WORK TASK 1 - Which companies does the article below on antitrust and AI safety collaborations name as competitors racing to develop AGI?
WORK TASK 2 - Write the next part of the article below on antitrust and AI safety collaborations, picking up after its final sentence.

SELECTED EXCERPT -
---*---
How Antitrust Can Promote AI Safety Collaborations
Frontier AI labs want to collaborate to prevent catastrophe, but fear antitrust liability. Policymakers already have the tools to fix that.
In May 2024, Jan Leike resigned as OpenAI’s head of alignment and superalignment lead. He left with a blunt message that “over the past years, safety culture and processes have taken a back seat to shiny products.” A few months later, another OpenAI safety researcher resigned and noted that “[e]ven if a lab truly wants to develop [artificial general intelligence] (AGI) responsibly, others can still cut corners to catch up. Maybe disastrously. And this pushes all to speed up.”
As frontier artificial intelligence (AI) labs race to develop AGI, there is a real concern that competitive pressures will drive a race to the bottom on safety. Companies such as OpenAI, Anthropic, and Google DeepMind, among others, are competing in a hypercompetitive environment where the incentive to ship products quickly may override investments in safety research and responsible development practices. Genuine safety-oriented collaboration between frontier AI labs could significantly reduce catastrophic and existential risks. But AI labs face the fear that cooperation with competitors will trigger antitrust scrutiny from the Department of Justice or Federal Trade Commission (FTC). As Anthropic noted recently, “clarity on antitrust regulation would help determine whether and how AI labs can collaborate on safety standards.”
---*---
DATASET RECORDS -
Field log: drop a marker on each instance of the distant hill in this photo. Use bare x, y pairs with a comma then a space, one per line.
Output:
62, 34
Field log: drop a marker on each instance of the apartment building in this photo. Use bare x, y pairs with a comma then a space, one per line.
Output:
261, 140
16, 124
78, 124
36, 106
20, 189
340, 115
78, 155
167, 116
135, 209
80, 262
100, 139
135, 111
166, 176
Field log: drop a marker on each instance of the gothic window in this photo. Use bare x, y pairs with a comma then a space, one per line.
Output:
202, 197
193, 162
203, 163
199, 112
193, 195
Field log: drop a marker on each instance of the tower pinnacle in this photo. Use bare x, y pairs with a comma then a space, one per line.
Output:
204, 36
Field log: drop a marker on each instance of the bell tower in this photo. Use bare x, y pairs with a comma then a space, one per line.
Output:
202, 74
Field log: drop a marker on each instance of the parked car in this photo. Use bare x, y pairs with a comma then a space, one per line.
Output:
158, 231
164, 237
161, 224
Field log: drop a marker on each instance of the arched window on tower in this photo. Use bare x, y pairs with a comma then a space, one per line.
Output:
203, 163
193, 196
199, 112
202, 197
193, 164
---*---
TASK OUTPUT 1 - OpenAI, Anthropic, and Google DeepMind.

TASK OUTPUT 2 -
Antitrust law and policy rightly treat agreements between competitors with suspicion. While not all collaborations are anti-competitive, the mere perception that antitrust enforcers might take action can be enough to deter risk-averse companies from pursuing cooperation. In a domain where competitive development already incentivizes cutting corners on safety, this chilling effect is dangerous.
Clarifying how private companies can work together in the public interest would mitigate legal uncertainty and advance shared goals. Policymakers have tools to address this problem without abandoning the core principles of antitrust law. Congress could amend existing frameworks to provide safe harbors for safety collaboration, or model new legislation on the antitrust exemption already in place for cybersecurity information sharing. Even without legislative action, the Department of Justice and the FTC could reinstate and update regulatory guidance to signal that good-faith safety research will be analyzed under the rule of reason rather than condemned as illegal per se. These proposals draw on existing statutory and regulatory frameworks.
This piece examines how federal antitrust policy can evolve to accommodate AI safety cooperation. It surveys potential antitrust concerns raised by lab-to-lab collaboration and introduces legislative and regulatory proposals to provide legal clarity and safe harbors for responsible coordination. A longer treatment of these issues and proposals is available elsewhere.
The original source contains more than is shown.